# EXERCISE REQUIREMENTS
a – Please list each distinct username that appears as a post header in the guitar thread below, giving each one only once.
b – Duplicate a passage from the guitar thread, starting at the words "## simescan (May" and ending after the words "ornate. Just amazing.".

# EXCERPT
>> START
# NGD Blueberry Drednaught



## BR183 (Apr 20, 2006)




----------



## simescan (May 15, 2007)

Whoa,...I say, Whoa!!!


----------



## Kenmac (Jan 24, 2007)

kksjurI've never seen an acoustic that looked so ornate. Just amazing.


----------



## Ship of fools (Nov 17, 2007)

Concrats on your NGD, for me unfortunately I am not a big fan of Blueberry's, I am still out on if that is a good idea for an acoustic top to be carved like that. But the important thing is that you like it and thats all that matters so I hope you play the heck out of her and that she gives you everything you need in a guitar.ship


----------



## BR183 (Apr 20, 2006)

Hey SOF, I can understand your concerns. I bought one of the original Blueberry Groove guitars about 2 years ago and shared your concerns. I can say the Groove has held up to vigorous playing and shows no signs of any wear to date. As for the grooves (carving).....do they contribute to the sound of the guitar. I can't say. What I can say is that the Blueberry guitars have a very distinct sound that I really like and this one has not disappointed me at all. I thought the workmanship was very good on my original Blueberry and they have improved their quality in leaps and bounds on this current one. Their are lots of all solid wood off shore guitars that can be had for around the same price with a lifetime warranty. But for me, having met Danny Fonfeder, the owner of Blueberry out of Montreal, he is a stand up guy and jumps through hoops for his customers. I will be playing the heck out of it and lovin it!


----------



## hollowbody (Jan 15, 2008)
>> END
Coordinate annotation entries
>> START
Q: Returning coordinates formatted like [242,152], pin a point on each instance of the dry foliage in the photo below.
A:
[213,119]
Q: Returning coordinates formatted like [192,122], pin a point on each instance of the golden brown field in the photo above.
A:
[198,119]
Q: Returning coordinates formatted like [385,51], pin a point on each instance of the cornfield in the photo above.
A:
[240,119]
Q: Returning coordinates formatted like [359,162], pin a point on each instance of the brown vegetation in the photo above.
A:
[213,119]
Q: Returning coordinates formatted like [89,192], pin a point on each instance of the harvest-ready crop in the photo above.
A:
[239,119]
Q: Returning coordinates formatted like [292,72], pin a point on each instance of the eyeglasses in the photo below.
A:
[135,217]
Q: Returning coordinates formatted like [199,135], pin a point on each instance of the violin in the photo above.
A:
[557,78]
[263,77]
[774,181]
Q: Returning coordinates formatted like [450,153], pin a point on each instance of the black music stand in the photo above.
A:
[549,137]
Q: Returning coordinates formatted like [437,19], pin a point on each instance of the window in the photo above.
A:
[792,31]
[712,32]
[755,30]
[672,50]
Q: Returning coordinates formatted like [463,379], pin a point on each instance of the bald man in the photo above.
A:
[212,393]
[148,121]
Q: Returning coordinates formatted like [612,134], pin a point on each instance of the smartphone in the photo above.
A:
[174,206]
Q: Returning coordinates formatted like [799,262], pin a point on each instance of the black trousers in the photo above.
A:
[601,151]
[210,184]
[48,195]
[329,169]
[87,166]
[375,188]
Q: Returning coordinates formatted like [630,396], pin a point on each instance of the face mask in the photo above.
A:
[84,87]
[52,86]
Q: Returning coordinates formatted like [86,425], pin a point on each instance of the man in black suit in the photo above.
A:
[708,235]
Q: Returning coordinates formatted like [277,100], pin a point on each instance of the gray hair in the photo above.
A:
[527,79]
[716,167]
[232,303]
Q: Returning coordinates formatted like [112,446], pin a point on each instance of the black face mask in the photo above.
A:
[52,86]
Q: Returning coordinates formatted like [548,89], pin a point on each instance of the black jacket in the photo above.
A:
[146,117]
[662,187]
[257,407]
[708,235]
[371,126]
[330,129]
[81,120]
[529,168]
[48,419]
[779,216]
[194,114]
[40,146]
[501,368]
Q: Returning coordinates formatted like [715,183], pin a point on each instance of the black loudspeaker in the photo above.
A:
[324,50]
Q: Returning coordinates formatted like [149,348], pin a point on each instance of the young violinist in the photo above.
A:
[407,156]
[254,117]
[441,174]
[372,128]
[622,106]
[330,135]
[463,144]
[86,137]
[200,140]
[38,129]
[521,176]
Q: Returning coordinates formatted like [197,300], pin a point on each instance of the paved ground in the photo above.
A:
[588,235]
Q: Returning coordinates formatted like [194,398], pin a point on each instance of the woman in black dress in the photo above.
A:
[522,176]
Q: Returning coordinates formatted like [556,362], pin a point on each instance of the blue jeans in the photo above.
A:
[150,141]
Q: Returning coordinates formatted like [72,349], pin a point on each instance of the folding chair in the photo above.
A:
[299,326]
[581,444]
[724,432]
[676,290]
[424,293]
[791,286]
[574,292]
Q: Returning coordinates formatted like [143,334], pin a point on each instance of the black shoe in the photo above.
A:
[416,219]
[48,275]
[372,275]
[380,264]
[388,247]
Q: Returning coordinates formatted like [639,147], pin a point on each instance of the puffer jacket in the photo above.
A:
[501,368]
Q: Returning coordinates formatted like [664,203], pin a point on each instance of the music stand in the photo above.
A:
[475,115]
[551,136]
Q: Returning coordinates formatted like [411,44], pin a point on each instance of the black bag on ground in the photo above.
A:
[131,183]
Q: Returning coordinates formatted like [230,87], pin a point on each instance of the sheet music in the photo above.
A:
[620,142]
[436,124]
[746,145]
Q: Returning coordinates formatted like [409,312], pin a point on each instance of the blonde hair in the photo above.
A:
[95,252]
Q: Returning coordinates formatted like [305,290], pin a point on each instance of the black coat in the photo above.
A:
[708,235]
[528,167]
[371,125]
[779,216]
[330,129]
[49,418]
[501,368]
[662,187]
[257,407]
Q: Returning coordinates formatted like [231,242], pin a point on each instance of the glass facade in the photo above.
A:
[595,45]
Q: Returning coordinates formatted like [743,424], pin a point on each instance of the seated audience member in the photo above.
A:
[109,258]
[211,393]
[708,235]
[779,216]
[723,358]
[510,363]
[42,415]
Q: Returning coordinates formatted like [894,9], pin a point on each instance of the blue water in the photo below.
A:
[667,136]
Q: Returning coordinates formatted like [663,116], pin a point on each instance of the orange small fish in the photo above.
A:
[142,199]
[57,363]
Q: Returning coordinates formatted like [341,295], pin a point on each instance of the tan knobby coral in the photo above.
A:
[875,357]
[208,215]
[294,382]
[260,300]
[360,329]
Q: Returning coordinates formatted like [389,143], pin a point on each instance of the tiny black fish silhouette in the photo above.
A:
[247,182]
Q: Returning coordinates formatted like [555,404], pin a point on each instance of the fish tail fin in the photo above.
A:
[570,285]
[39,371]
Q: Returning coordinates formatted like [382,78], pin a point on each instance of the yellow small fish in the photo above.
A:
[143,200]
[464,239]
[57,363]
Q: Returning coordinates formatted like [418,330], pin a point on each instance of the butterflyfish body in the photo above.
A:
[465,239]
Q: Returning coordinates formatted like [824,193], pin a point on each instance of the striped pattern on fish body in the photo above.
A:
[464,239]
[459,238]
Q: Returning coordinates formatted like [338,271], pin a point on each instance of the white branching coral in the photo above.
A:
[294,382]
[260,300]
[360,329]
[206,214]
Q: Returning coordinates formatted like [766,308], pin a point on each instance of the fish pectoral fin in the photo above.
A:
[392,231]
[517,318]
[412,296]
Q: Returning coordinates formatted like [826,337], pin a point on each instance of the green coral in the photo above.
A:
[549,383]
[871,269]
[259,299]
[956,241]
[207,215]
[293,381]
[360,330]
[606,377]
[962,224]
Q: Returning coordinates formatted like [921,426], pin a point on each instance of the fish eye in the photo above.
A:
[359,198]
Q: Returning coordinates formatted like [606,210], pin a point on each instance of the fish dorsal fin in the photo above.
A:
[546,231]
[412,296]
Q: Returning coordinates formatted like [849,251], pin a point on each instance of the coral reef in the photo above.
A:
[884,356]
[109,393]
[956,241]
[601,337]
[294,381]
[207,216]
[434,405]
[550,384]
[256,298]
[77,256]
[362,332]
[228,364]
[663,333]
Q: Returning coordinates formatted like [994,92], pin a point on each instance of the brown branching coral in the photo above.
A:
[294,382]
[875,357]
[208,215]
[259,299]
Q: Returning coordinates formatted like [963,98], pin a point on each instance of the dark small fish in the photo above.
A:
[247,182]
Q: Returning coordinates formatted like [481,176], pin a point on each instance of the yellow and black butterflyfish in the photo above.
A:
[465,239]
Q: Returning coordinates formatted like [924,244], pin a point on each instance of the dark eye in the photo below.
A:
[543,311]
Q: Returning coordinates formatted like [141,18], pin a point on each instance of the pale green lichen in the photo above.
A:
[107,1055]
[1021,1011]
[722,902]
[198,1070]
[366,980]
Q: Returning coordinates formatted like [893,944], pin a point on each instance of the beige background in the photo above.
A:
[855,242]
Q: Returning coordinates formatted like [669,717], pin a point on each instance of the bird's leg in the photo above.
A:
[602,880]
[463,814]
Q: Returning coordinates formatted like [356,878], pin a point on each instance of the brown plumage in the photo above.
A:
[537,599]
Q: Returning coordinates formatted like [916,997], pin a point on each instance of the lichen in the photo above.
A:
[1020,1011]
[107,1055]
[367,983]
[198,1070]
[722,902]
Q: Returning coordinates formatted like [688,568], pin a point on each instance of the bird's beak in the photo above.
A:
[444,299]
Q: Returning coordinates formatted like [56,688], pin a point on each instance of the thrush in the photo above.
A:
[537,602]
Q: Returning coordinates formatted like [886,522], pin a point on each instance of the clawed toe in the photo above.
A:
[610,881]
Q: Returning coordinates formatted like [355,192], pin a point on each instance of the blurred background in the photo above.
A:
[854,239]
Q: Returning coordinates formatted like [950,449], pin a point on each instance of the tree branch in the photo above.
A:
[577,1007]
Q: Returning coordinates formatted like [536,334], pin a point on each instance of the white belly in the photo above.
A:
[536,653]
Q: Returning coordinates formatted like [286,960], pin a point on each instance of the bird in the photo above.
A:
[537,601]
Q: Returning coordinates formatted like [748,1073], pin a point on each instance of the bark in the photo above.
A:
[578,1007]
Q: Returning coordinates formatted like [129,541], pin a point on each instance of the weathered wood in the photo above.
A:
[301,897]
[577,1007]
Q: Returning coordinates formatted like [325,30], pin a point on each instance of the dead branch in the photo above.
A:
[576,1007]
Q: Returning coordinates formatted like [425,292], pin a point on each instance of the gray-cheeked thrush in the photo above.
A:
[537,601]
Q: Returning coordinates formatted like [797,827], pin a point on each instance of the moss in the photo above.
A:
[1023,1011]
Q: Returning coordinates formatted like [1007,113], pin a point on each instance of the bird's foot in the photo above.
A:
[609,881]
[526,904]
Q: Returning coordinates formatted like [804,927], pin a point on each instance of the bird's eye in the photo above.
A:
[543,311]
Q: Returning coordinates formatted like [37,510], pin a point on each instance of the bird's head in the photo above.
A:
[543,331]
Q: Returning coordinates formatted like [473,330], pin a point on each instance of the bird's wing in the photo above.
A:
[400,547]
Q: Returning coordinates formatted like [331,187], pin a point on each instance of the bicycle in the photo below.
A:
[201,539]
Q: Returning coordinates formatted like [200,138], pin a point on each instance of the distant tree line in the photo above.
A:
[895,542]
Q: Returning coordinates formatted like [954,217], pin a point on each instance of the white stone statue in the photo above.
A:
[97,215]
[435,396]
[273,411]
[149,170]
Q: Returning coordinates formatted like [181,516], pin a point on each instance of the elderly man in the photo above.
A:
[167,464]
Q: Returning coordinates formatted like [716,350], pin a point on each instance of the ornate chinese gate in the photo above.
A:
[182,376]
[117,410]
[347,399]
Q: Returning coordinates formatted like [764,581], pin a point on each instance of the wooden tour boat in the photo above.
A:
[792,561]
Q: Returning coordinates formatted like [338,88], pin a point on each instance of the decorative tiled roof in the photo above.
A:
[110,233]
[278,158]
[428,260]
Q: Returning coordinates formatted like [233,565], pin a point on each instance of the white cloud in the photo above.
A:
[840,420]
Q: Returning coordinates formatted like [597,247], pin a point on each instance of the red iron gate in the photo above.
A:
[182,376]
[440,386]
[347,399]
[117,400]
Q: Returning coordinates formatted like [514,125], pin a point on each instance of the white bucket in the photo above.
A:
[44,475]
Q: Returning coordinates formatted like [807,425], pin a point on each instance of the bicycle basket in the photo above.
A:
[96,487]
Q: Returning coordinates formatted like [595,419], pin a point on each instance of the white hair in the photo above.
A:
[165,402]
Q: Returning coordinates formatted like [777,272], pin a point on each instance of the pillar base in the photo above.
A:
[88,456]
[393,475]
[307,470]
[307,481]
>> END
# EXPECTED ANSWERS
a –
BR183
simescan
Kenmac
Ship of fools
hollowbody

b –
## simescan (May 15, 2007)

Whoa,...I say, Whoa!!!


----------



## Kenmac (Jan 24, 2007)

kksjurI've never seen an acoustic that looked so ornate. Just amazing.